= Exercise requirements =
[A] Decide whether each statement agrees with the film review of "Don’t Think Twice." For each, answer yes or no and quote the deciding words of the review. (i) Mike Birbiglia both directs and acts in the film. (ii) The reviewer expected to laugh hard and often. (iii) A character's father lands in the hospital within the first 15 minutes.
[B] Please continue the film review of "Don’t Think Twice," picking up after its final sentence.

= Text excerpt =

It’s like “Funny People” except not funny…
“Don’t Think Twice” follows members of a New York City improv group that struggle to cope with their own lives after one of them gets a big break. Mike Birbiglia writes, directs and also stars alongside Keegan-Michael Key, Gillian Jacobs, Kate Micucci, Tami Sagher and Chris Gethard.
A film like this hurts to critique. Because it means well and has a lot going for it, but in the end is hollow. Dramedies like “Funny People” work because they find the sweet spot between comedy and drama, and even average films like Chris Rock’s “Top Five” have admirable efforts about them when trying to convey the struggles even entertainers face. However what “Don’t Think Twice” doesn’t have is any true laughs or genuine moments of emotional heft to make things work.
I didn’t go into this expecting to laugh very hard or very often; I was fully aware the type of film I was walking into. However outside a pity chuckle here or there I sat with a stoic expression on my face for the entire runtime. And in a movie about improv comedians that features half of Key and Peele and a member of the “Community” study group, you should expect to at least get a hefty amount of grins.
But what is even worse is the film doesn’t have many compelling dramatic moments. It tries to tell a tale we all know, that minor league entertainers struggle and want nothing more than to make it to the big leagues, whether it be Hollywood or this film’s version of Saturday Night Live. It feels devoid of any real weight and yet somehow is overflowing with attempts at it. One character’s father is placed in the hospital within the first 15 minutes and while it is a topic of conversation throughout the film, it has little actual effect on the plot expect to act as a ploy on our emotions. Everything is relatively predictable or anticlimactic, tied together by a quick epilogue at the end of the film.

= Referring expression pointing data =
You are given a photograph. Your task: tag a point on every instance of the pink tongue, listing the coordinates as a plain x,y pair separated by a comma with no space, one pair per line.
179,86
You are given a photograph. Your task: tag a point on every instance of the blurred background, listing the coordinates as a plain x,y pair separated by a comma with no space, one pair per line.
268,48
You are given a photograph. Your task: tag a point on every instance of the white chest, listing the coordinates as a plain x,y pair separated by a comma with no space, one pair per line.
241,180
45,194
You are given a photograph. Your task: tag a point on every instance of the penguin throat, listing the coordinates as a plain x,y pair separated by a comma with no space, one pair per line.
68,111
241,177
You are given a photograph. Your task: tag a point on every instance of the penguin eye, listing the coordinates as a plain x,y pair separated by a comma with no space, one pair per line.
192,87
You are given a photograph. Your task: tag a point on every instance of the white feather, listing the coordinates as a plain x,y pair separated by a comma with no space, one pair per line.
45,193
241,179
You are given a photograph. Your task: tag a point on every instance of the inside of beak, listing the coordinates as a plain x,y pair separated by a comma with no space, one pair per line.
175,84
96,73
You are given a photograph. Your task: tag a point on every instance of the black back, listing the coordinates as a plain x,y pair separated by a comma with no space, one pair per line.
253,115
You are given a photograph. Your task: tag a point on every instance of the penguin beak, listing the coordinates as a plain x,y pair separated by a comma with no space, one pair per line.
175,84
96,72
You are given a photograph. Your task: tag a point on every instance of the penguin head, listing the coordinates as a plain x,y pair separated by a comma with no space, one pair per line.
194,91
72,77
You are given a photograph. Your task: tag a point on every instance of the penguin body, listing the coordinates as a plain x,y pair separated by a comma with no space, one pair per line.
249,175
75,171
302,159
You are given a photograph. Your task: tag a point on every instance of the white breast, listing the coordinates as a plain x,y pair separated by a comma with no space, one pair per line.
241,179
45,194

= Per-task answers =
[A]
(i) Yes: "Mike Birbiglia writes, directs and also stars"
(ii) No: "I didn’t go into this expecting to laugh very hard or very often"
(iii) Yes: "One character’s father is placed in the hospital within the first 15 minutes"

[B]
There are some bright spots, like Keegan-Michael Key, who is impossible not to like no matter what he does. He has some scenes of genuine range which was refreshing to see, as all too often he just plays the screaming, over-the-top cartoon character. All the actors do solid work, it is just a shame Birbiglia, as a writer and director, doesn’t challenge them to do anything new or surprising.
Some may find the film’s honesty admirable and enough to coast on, and I do appreciate that it doesn’t try and sugarcoat the struggles that performers have when they are in a basement and not a soundstage. But the film never finds its footing and eventually the lack of laughs or any actual conflict become awkward, like an improv skit that just isn’t working but the actors continue to try and sell it.
There is a point in the film where the group is watching Key’s first episode of his new show and one of them goes, “it’s skillful, just not funny” and that is a perfect summarization of “Don’t Think Twice:” a film that means well and has the pieces to be great but just isn’t entertaining, as a drama or comedy.